▸ DOCUMENT EXTRACT:
········

My understanding was that it hasn't to do with phones being turned on per se, but rather one's attention at the moment the flight is the riskiest: at take off and landing.
The rationale was that when you're playing on your device, you're paying less attention to the crew and what's around you, which can be problematic in case something bad happens and you need to react.
Well, I always heard that the problem was rapid handoffs between towers causing a lot of extra load on both the cell network and the phone itself. I can tell you anecdotally that on a few of occasions I haven't put my phone in airplane mode during a flight, and it seems to drain the battery muck more quickly than normal.
My understanding is that the problem isn't with the speed of the handovers, but rather with the fact that the horizon is a major block to radio signals, and the horizon is much farther away when you're at altitude.
Older networks were designed around the fairly reasonable assumption that a cell phone would only ever be able to talk to adjacent cells, because anything farther away would be over the horizon. So you might be able to talk to both A and B at the same time, but you couldn't talk to C without first losing contact with A.
Raise the phone a few thousand feet in the air and this assumption goes out the window, confusing the network. There's an amusing story of a pilot who called up his family to let them know he was almost home and ended up getting billed for the call (at expensive 80s rates) a bunch of times because several different towers all thought they were running the call.
> Older networks were designed around the fairly reasonable assumption that a cell phone would only ever be able to talk to adjacent cells, because anything farther away would be over the horizon
That can't possibly be true. Spectrum re-use in distant sites could in theory have some effect on the call but differences in signal strength would make significant effects unlikely.
Also, that story about the pilot must also be apocryphal. A handover is a handover, and there is only one "winning" decision. Not to mention that CDRs don't work that way.

········

Entries taken from a collection
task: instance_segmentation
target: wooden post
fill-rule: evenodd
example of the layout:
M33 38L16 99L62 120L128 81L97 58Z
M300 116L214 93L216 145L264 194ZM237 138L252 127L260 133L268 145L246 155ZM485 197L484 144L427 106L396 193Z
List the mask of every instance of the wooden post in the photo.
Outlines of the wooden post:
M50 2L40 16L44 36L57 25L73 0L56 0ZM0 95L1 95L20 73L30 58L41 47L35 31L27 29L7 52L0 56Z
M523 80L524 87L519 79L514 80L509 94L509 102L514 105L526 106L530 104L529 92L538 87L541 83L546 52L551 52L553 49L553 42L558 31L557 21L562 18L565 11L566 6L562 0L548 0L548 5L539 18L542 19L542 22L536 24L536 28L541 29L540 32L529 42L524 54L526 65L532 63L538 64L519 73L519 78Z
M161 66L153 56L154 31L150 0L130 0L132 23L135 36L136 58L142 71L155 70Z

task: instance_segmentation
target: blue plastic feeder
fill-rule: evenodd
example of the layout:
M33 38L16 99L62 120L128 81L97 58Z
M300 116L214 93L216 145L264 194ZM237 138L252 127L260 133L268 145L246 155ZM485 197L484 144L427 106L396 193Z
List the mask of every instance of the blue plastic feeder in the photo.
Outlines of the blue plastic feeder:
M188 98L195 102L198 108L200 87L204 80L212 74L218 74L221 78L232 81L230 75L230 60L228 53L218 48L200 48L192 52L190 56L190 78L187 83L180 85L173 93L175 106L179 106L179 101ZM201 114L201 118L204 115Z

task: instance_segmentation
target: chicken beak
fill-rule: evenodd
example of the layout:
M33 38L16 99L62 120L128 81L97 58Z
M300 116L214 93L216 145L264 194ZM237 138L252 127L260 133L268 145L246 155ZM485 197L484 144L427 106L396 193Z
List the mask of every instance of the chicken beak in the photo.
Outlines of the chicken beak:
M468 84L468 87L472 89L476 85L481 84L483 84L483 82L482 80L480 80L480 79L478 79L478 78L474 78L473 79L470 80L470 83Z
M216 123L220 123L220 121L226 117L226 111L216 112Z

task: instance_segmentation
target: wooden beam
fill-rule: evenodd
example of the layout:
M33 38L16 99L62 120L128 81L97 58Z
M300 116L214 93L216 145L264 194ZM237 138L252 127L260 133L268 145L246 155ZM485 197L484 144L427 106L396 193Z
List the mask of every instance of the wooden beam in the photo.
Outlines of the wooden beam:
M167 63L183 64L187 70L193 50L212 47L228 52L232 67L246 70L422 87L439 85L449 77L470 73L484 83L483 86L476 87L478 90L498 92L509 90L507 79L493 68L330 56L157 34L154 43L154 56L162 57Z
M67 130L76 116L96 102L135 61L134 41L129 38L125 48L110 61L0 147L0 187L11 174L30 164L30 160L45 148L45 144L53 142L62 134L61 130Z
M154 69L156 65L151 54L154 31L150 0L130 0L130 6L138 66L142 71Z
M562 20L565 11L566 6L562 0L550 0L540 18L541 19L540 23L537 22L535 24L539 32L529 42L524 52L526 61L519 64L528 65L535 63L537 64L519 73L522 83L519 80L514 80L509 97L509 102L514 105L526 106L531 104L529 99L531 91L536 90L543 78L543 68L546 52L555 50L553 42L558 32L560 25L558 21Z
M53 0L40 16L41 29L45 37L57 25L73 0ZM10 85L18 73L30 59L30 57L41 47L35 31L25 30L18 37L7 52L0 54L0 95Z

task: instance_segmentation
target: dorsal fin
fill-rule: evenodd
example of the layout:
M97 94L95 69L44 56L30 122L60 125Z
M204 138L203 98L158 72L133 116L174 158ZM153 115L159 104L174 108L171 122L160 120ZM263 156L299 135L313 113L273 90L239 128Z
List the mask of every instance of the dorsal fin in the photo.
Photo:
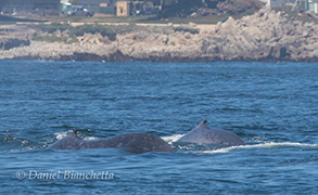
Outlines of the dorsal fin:
M200 126L201 126L201 125L205 125L206 122L207 122L207 120L204 119L204 120L202 120L202 121L200 122Z

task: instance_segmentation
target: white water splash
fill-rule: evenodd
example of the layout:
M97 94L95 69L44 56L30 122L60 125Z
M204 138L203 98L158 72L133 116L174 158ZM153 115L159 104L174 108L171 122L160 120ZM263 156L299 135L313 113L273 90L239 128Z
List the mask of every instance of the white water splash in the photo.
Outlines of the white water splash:
M240 145L240 146L231 146L231 147L224 147L213 151L200 151L198 153L202 154L218 154L218 153L229 153L233 150L244 150L244 148L268 148L268 150L275 150L275 148L281 148L281 147L318 147L318 144L304 144L304 143L293 143L293 142L281 142L281 143L275 143L275 142L267 142L262 144L255 144L255 145Z

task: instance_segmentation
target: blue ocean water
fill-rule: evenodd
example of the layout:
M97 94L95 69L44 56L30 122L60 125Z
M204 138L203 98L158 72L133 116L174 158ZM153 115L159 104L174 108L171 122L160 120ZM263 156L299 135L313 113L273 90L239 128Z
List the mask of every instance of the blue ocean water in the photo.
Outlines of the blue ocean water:
M318 64L0 61L0 194L317 194ZM201 120L245 146L175 141ZM51 151L156 134L175 153Z

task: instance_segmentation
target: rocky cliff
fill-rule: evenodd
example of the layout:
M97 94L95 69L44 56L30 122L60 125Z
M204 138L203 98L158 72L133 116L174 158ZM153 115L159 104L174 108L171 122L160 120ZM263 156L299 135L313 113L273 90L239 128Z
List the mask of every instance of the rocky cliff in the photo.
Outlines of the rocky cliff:
M187 28L200 28L195 24ZM26 28L26 27L18 27ZM18 30L17 30L18 31ZM53 61L290 61L318 62L318 25L291 20L267 8L241 20L200 30L157 30L149 26L117 35L115 40L100 34L77 37L78 42L31 41L37 34L24 30L8 38L1 35L0 58Z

········

▸ TASK DIRECTIONS: Copy word for word the part of the discussion about cell phones on flights that starts at "My understanding was" and ends at "off and landing.".

▸ RESPONSE:
My understanding was that it hasn't to do with phones being turned on per se, but rather one's attention at the moment the flight is the riskiest: at take off and landing.